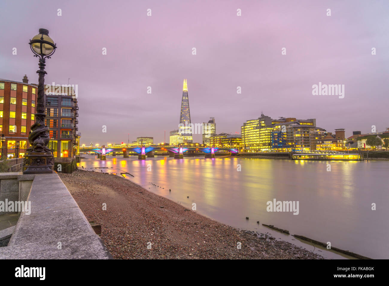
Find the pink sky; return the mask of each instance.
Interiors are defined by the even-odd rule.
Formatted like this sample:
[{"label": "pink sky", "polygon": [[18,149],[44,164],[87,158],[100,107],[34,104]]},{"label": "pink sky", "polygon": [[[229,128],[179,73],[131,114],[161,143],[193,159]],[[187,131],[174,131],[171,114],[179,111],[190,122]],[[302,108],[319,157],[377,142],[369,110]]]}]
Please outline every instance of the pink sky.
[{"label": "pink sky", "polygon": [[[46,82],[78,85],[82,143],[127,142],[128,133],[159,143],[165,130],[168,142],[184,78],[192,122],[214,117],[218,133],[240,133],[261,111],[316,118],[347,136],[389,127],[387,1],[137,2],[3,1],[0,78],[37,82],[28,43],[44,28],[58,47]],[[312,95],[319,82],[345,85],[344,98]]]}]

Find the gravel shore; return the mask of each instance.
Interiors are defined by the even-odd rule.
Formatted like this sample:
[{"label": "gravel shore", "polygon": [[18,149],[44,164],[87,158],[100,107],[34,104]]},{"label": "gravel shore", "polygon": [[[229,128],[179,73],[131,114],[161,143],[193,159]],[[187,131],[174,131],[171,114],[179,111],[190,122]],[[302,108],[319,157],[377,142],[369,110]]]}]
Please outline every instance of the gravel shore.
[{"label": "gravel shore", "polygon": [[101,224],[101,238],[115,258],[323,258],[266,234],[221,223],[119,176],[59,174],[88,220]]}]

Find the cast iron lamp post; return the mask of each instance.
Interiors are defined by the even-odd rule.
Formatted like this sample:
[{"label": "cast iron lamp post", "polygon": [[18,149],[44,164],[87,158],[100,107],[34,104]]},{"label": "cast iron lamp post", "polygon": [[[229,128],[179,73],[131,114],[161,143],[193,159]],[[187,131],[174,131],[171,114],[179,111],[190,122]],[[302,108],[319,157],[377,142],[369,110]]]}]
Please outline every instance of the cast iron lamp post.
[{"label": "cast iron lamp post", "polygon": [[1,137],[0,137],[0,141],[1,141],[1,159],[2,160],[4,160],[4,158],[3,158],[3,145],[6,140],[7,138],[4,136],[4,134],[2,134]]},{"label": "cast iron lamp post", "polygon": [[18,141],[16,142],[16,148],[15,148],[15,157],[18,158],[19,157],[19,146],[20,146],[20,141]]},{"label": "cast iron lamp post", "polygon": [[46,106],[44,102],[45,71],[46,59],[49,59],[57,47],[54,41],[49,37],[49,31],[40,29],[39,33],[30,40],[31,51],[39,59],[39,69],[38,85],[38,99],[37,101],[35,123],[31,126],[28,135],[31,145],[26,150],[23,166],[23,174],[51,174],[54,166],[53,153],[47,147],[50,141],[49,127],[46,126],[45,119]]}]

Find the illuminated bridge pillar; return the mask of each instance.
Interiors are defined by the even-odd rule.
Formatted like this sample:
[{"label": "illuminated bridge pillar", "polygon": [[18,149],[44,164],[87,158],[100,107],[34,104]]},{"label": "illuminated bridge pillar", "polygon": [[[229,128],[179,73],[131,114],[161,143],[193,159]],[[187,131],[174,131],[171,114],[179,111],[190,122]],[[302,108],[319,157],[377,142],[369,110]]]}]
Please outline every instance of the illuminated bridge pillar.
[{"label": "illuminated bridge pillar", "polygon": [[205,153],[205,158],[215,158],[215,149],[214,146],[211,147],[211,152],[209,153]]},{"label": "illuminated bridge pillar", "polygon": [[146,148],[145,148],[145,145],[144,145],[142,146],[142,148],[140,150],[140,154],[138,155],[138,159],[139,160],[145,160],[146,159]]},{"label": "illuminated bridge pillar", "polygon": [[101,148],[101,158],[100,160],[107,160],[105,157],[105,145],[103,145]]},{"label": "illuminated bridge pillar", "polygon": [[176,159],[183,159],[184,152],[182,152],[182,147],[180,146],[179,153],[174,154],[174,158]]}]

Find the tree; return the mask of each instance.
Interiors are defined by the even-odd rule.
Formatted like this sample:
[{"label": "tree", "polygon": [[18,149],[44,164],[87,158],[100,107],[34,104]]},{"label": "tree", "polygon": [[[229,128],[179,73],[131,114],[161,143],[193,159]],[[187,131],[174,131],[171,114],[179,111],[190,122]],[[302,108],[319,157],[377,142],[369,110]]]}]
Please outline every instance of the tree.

::::::::

- The exercise
Output the records between the lines holding "Find the cast" and "Please outline every instance of the cast", inclusive, as a Markdown table with the columns Row and Line, numbering each line and leaving out blank lines.

- Result of the task
| Row | Line |
|---|---|
| 1 | Find the cast iron lamp post; return the mask of each instance. |
| 2 | Interiors are defined by the even-odd rule. |
| 3 | Formatted like this sample: |
| 4 | [{"label": "cast iron lamp post", "polygon": [[18,149],[44,164],[87,158],[100,107],[34,104]]},{"label": "cast iron lamp post", "polygon": [[[229,128],[179,73],[131,114],[161,143],[193,159]],[[187,131],[174,131],[171,114],[179,111],[190,122]],[[302,108],[319,157],[377,142],[369,110]]]}] |
| 5 | Please outline every instance of the cast iron lamp post. |